少年時代を思い起こしてみるとき、わたしにとって感銘ぶかいことが一つある。
それは、実に多くの人たちが、
それとは知らずに、
わたしになんらかのものを与え、
なんらかの感化をおよぼしたという事実である。
一度もことばをかわしたことのないような人たちが、
いや、
ただ話に聞いただけの人たちまでが、私に確然たる影響をあたえた。
彼らはわたしの生命のなかにはいりこんで、
わたしの内なる力となった。
それ以前のわたしだったら、
これほどはっきり感じたり、これほど断固として行なったりしなかったような、
きわめて多くのことを、
わたしはいわばそれらの人たちの強制下にあるために、
はっきりと感じ、断固として行なうのである。

» **データ欄**:
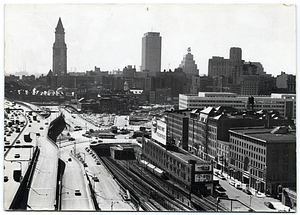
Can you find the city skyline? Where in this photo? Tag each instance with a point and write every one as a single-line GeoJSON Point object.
{"type": "Point", "coordinates": [100, 39]}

» **演習の構成**:
• a. 少年時代の回想文から、「それは、実に多くの人たちが、」で始まり「わたしの内なる力となった。」までの部分を、一字一句変えずに出力してください。
• b. 少年時代の回想文では、わたしの生命のなかにはいりこんだ人たちは何になったとされていますか。
• c. 少年時代の回想文を、最後の一文のあとから引き継いで書き進めてください。

» **記述回答**:
• a.
それは、実に多くの人たちが、
それとは知らずに、
わたしになんらかのものを与え、
なんらかの感化をおよぼしたという事実である。
一度もことばをかわしたことのないような人たちが、
いや、
ただ話に聞いただけの人たちまでが、私に確然たる影響をあたえた。
彼らはわたしの生命のなかにはいりこんで、
わたしの内なる力となった。

• b. わたしの内なる力となった。

• c.
だからして、
わたしたちはみな精神的には、
自分の生涯の重大な時期において人からあたえられたものによって生きているのだ、
というふうにいつもわたしには思われる。
こうした重大な時期は予告なく、
突如としてやってくる。
それに、
見たところはぎょうぎょうしくなく、
目立たないものである。
それどころか、
ときによると、
思い出してみてはじめてその重要性がわかってくることがあるもので、
それはちょうど、
音楽や風景の美しさが往々思い出してみてはじめてはっきりしてくるのに似ている。
温厚、親切、ひとをゆるす力、誠実、忠実、苦悩への忍従など、
多くの徳がわたしたちのものになったのは、
大きな事件なり小さな事件なりにおいて、
それらの徳をわたしたちに体験させてくれた人たちのおかげなのだ。
生活化した思想が火花のように
わたしたちの内部にとびこんできて、
点火してくれたのである。(生い立ちの記)
(アルベルト・シュヴァイツァー[著]浅井真男[編]『シュヴァイツァーのことば』白水社、
1965年、pp.306-7)
シュヴァイツァーさんは、1875年生まれ。ですから、元号でいえば、明治八年。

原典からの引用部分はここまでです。